#### Fragmento del texto ####

Papá almuerza a toda prisa. Mamá tiene coreografiados sus movimientos para aplacar la impaciencia del recién llegado. La mesa es toda para él. Cuando tienes ocho lo saben bien tus juguetes. La tarde pronto llega también al fondo del plato de vacío de papá. Se acicala la nariz antes de levantarse. Nadie en la casa es tan alto como él. Nadie tiene un bolsillo como el suyo. Nadie le dice que no. Ni siquiera cuando desaprovecha la urbanidad del vaso para beber su proverbial agua helada con los labios suplicándole directamente a la jarra que lo contiene.
Vez tras vez, año tras año, se desplegaba ante mis ojos esta escena de ver a papá de regreso del trabajo poco después que nosotros lo hiciéramos del colegio. Ahora que lo pienso recuerdo mi dificultad en responder la pregunta muy propia de los niños de “en qué trabaja tu papá”. Después de todo la licencia sindical no viene en ningún álbum de figuritas de cómo funciona el mundo. Y ver a tu padre saliendo impunemente de agencias bancarias donde otros solo lo hacían a determinada hora tampoco ayuda a deshacer el aturdimiento. Lo cierto es que cuando tienes ocho años y acompañas a tu padre al trabajo como lo hice yo muchas veces, alcanzas a ver cómo las cosas pierden el sentido que le dan los adultos y se deforman en sus detalles más simples: el piso de madera que cruje bajo tus pies en el vetusto centro federado, un saludo palmeándote la cabeza que te recuerda lo pequeño que eres, la intrigante mirada de un discapacitado en un gigantesco y muy rojo afiche y que un día te sobresaltas en reconocer que se trataba de José Carlos Mariátegui.

#### Bloque de datos ####

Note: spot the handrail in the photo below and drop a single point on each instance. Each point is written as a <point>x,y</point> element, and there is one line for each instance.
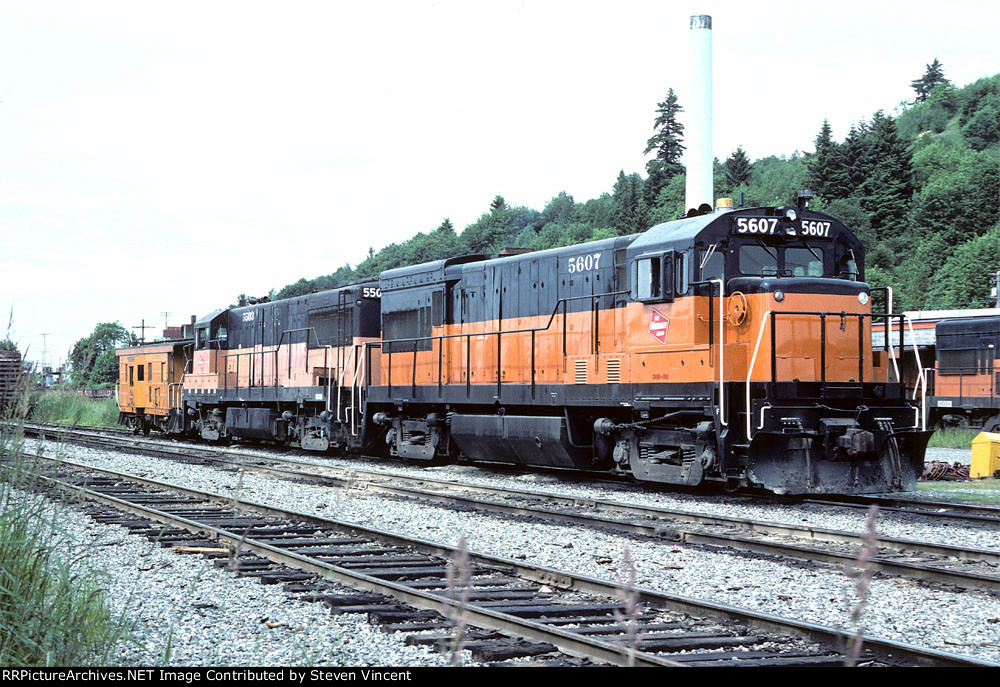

####

- Instrucciones:
a – Transcribe sin cambios el pasaje del relato sobre el padre que empieza en "Papá almuerza a" y termina en "que lo contiene.".
b – Prosigue el relato sobre el padre a partir de su última oración.

- Respuestas del ejercicio:
a –
Papá almuerza a toda prisa. Mamá tiene coreografiados sus movimientos para aplacar la impaciencia del recién llegado. La mesa es toda para él. Cuando tienes ocho lo saben bien tus juguetes. La tarde pronto llega también al fondo del plato de vacío de papá. Se acicala la nariz antes de levantarse. Nadie en la casa es tan alto como él. Nadie tiene un bolsillo como el suyo. Nadie le dice que no. Ni siquiera cuando desaprovecha la urbanidad del vaso para beber su proverbial agua helada con los labios suplicándole directamente a la jarra que lo contiene.

b –
Por entonces me eludían las respuestas a esas eternas preguntas que todos nos hacemos. Pero ahora, incluso meditándolo tras la modernidad de un teclado en la vaguedad de una tarde como es esta, incluso con el hallazgo de los muy cóncavos versos de Borges, me sorprende comprobar las pocas certezas que sustituyen a aquellas dudas de mi infancia. El destino ha querido restregármelas de nuevo ahora que un suceso reciente cierra de algún modo la septuagenaria existencia de mi padre: la demolición de mi colegio Alejandro Deustua, hechura de la comunidad de empleados bancarios donde papá trabajó. Con la pupila inyectada de esa devastación me pregunto ahora bajo qué adobe y bajo qué quincha despedazados gimieron por entonces sus hombros de cansancio, en qué yaciente columna la sombra le cubrió de anónima gloria por el deber cumplido para con los suyos, en qué despojado rincón se detuvieron sus ojos para abandonarse a la ensoñación de un mañana mejor que quiso para mí.
Como cuando aquellos días me preguntaban siendo niño en qué trabajaba mi papá y se me dibujaba un gesto de vacilación, hoy debo admitir mi incapacidad de tener que dar cuenta apropiadamente en qué consistió ese pequeño prodigio de concordancia de voluntades que fue la Federación de Empleados Bancarios, a tener que intentar descifrar en vano el rumor de aquellos bulliciosos mítines en que papá marchaba con el rugido de su puño en alto o el heroico aliento de una determinación suya en alguna huelga de hambre que lo arrojó a una cama de urgencias.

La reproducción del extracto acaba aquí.